Feb 04, 2009 01:11
This evening I borrowed a mouse from my brother so I could find my resume on the dead computer. The thing was slowly eaten by viruses during my last semester of college, and I lost the mouse, with my two favorite necklaces, on that really smelly evening last July when I moved out of my apartment by myself. Don’t ever move by yourself. You will sweat so much that hives will grow all over your arms.
Today in the ER waiting room a man came in and told the receptionist that his mother had just been diagnosed with a terminal illness. I was eating Nutrigrain bars. He said he lived on Gilbert, and I wondered what was going through his mind when he decided to put on his coat and walk all the way over from Gilbert to Bloomington St., because when I think of ERs I think of blood. He told the receptionist that he was in a lot of pain, a lot of anxiety, and when she answered a phone call on the side he started to pace wildly. I thought about how we are in the same position, even though we are decades apart. It surprised me that I knew how he was feeling, because I had forgotten, momentarily, why I was there today. Until he walked in, I was just eating granola bars.
Dad, do you want this to be over? I don’t think you can ask somebody that, but there are so many tubes coming out of his arms. When he was seizing this morning, I had his head against my chest and I was thinking, Dad, do you want this to be over?

**DATA UNDER STUDY:**
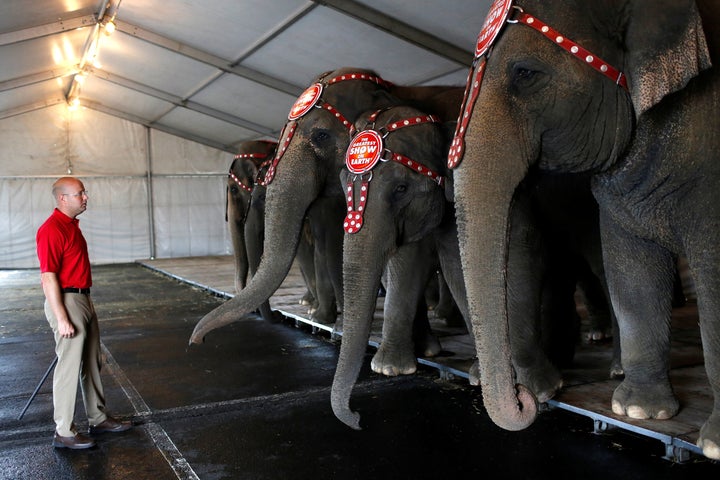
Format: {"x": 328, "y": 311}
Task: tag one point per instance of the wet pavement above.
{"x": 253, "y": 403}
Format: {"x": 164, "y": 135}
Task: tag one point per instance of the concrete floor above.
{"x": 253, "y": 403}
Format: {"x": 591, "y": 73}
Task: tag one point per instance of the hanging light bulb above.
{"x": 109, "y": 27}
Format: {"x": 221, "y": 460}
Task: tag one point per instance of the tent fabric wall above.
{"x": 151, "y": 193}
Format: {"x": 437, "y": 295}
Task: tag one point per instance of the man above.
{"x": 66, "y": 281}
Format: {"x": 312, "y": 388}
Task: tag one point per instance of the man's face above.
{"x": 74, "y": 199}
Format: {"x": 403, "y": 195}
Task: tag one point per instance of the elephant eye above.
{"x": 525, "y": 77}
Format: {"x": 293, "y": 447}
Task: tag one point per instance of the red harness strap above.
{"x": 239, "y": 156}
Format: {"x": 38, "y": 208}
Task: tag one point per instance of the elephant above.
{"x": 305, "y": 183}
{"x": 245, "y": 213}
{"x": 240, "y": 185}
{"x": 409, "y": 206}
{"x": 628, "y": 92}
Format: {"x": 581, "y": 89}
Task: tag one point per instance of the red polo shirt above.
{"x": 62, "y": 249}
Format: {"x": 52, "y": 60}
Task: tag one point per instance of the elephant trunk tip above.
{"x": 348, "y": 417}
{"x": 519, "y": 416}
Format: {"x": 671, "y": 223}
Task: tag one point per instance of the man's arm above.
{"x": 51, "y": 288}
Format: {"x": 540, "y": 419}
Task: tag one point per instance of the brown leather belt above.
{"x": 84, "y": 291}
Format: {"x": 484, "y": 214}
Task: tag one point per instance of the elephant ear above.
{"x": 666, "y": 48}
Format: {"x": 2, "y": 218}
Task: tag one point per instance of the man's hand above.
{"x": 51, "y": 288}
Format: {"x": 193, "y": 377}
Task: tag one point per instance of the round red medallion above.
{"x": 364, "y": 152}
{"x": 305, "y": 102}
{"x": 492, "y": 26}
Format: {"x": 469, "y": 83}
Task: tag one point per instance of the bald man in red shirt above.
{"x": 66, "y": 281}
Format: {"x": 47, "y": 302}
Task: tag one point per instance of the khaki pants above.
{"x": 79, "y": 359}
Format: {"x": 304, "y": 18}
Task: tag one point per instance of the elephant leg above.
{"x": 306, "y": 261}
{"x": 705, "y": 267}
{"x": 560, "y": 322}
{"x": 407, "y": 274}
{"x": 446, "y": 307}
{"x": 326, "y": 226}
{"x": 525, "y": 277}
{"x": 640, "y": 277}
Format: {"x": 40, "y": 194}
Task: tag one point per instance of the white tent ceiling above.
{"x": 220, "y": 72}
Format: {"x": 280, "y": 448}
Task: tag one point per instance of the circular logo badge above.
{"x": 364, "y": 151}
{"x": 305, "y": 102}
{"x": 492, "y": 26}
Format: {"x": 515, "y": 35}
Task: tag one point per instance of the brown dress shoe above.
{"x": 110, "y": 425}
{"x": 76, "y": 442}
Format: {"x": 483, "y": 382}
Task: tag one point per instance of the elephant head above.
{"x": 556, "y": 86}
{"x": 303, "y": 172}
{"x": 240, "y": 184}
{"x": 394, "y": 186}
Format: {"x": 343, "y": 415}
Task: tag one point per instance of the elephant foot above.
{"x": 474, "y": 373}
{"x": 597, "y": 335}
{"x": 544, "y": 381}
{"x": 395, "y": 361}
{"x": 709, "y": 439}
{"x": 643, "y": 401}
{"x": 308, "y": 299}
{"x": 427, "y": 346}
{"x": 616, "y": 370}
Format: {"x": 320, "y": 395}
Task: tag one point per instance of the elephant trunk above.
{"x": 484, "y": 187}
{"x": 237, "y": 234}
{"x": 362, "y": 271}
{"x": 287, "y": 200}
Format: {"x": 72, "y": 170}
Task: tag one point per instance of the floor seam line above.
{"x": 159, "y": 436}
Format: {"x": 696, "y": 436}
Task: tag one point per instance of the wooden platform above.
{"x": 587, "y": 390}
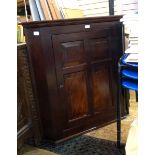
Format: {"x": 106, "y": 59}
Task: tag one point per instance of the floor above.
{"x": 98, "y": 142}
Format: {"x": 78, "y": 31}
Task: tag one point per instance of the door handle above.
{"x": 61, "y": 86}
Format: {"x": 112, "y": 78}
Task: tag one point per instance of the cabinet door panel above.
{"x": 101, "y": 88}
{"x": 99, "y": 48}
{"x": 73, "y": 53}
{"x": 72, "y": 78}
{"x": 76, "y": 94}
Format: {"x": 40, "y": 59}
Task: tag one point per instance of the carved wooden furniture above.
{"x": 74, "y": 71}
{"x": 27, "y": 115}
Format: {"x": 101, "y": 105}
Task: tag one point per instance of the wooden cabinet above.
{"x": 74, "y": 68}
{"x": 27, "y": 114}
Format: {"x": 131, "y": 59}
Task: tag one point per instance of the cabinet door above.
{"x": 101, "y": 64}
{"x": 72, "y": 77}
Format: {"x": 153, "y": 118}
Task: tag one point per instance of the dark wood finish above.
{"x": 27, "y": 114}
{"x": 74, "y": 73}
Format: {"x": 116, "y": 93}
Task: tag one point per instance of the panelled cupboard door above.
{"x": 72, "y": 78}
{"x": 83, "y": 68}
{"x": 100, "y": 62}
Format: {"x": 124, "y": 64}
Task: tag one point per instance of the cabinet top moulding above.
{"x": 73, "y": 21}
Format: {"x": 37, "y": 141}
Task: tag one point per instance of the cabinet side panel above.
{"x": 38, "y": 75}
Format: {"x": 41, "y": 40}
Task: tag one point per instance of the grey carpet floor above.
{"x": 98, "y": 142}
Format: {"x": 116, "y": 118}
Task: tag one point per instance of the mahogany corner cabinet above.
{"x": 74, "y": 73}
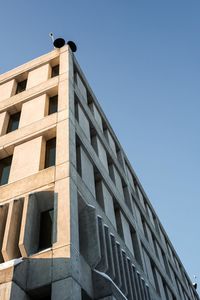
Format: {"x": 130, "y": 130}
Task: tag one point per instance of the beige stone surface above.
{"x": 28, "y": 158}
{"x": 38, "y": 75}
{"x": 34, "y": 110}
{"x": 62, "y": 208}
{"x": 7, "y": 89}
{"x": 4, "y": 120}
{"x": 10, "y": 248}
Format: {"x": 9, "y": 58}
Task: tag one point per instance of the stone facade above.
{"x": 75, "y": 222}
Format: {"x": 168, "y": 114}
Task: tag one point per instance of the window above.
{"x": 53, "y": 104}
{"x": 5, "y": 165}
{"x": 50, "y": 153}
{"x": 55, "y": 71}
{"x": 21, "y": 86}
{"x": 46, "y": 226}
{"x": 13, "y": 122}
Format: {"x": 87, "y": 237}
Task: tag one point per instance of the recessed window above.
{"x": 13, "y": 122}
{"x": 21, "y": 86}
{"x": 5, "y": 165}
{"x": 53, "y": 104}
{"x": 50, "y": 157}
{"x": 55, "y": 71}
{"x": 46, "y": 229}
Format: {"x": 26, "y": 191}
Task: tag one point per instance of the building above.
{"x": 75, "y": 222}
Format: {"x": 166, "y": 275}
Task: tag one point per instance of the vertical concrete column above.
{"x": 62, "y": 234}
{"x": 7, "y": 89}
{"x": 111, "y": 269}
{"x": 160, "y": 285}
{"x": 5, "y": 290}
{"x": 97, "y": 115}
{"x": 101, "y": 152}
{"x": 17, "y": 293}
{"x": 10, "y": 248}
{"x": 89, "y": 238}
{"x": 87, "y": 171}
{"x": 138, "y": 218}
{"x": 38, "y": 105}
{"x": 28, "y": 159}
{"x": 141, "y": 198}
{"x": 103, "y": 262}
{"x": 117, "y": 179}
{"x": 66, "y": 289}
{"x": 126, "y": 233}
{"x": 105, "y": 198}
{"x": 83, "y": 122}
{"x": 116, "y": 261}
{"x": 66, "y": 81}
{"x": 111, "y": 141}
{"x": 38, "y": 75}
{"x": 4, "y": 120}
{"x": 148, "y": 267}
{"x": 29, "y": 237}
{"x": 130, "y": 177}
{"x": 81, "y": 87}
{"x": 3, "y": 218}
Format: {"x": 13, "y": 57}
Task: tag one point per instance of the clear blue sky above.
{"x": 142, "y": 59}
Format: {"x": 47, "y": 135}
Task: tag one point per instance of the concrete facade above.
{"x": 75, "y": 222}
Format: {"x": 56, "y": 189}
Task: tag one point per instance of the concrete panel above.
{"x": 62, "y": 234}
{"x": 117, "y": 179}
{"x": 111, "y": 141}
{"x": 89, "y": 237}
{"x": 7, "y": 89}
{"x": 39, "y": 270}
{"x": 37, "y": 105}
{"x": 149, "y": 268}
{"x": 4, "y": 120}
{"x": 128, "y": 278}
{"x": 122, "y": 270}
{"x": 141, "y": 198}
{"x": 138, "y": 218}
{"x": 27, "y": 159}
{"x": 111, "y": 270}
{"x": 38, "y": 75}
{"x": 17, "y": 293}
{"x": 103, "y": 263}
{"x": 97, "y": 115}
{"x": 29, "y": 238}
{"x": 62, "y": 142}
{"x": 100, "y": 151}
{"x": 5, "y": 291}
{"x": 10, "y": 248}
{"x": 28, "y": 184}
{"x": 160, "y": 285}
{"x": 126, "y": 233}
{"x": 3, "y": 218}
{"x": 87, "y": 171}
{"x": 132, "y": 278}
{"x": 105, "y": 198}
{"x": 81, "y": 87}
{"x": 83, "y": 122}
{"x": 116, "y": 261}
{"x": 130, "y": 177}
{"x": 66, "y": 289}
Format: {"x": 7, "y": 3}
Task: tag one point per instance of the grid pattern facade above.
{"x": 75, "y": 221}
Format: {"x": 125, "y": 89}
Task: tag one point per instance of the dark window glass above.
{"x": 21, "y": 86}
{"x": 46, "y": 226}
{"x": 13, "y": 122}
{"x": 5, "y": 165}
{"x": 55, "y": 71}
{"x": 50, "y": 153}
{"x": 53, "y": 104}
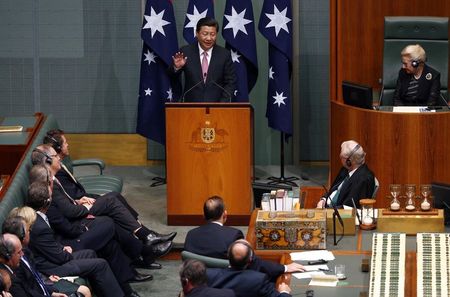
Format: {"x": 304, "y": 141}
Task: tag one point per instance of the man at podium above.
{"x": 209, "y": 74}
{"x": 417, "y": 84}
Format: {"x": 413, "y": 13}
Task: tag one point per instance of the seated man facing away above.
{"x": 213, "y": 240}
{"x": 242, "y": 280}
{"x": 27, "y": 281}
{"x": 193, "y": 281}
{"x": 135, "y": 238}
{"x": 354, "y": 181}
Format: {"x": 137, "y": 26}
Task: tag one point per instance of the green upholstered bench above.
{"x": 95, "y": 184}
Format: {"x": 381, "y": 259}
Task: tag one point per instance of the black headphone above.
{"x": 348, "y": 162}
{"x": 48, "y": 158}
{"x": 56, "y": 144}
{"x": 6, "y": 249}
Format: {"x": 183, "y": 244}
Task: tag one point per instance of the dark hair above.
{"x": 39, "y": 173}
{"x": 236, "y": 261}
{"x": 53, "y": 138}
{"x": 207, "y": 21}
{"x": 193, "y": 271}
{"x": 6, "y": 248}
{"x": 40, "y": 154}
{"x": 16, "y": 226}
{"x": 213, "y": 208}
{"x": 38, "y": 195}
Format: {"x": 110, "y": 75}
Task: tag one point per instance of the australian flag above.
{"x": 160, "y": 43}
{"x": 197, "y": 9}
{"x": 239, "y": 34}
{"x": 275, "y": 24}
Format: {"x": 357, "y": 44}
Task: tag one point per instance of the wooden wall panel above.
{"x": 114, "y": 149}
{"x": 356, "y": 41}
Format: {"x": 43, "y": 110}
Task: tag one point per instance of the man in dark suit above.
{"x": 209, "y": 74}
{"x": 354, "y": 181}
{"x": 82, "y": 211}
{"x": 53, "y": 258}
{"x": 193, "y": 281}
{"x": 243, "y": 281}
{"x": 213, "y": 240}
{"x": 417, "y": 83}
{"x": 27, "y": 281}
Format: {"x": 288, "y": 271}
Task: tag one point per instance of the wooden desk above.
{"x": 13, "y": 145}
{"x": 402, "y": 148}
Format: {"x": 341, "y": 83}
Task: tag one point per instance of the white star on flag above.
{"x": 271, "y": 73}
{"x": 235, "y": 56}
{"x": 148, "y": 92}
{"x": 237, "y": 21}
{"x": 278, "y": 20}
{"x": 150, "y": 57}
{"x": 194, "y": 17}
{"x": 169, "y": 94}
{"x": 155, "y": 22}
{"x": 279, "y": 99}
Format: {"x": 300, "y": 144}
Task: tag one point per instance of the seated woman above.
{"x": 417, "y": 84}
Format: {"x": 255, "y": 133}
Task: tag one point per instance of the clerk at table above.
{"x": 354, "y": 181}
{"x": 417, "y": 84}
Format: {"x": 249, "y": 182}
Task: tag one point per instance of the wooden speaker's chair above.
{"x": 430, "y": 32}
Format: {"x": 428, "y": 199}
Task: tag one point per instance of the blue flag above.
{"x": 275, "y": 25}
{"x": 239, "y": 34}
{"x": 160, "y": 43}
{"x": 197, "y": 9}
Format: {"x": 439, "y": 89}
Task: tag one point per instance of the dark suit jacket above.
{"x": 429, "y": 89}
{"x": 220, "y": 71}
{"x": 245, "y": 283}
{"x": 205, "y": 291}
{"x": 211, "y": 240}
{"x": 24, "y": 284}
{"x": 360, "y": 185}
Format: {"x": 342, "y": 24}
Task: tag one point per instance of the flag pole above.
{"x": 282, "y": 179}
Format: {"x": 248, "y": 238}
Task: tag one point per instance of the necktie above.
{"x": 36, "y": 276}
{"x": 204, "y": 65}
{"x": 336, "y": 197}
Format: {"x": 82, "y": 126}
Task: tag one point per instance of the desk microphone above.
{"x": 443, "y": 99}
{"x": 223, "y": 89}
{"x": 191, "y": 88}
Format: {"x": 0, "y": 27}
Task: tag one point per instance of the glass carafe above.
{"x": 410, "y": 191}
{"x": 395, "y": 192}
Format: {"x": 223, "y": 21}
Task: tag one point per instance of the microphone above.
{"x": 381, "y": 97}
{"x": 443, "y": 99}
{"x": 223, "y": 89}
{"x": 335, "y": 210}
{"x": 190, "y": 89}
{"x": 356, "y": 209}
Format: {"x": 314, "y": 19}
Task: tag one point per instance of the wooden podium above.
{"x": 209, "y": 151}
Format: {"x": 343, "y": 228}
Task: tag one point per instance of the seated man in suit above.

**PROMPT A:**
In the ER journal entry, which street did the man in the waiting room say he lived on?
**PROMPT B:**
Continue the ER journal entry from its last sentence.

**RESPONSE AREA A:**
Gilbert.

**RESPONSE AREA B:**
It was like in April, when I had this incredible, overwhelming urge to chop down trees. I know how that guy felt in the ER, today.
Don’t worry. Mom and I turned on that woodworking show on PBS after dinner and tucked him in. He looked peaceful, he loves that show. Discharge is tomorrow, after Mom catches up on her hours at work.
I haven’t touched my college computer since moving home. It takes about a half hour for the computer to turn on and breathe. It is dusty now, and chatters in a confused sort of way. When I opened up my resume I didn’t remember myself or recognize the accolades. I felt alienated from my old writing, too. It was good writing. It was like when women pull out their wedding dress and say, how did I fit into that? There’s a picture of me jumping off my roommate’s futon, pretending to play the trombone.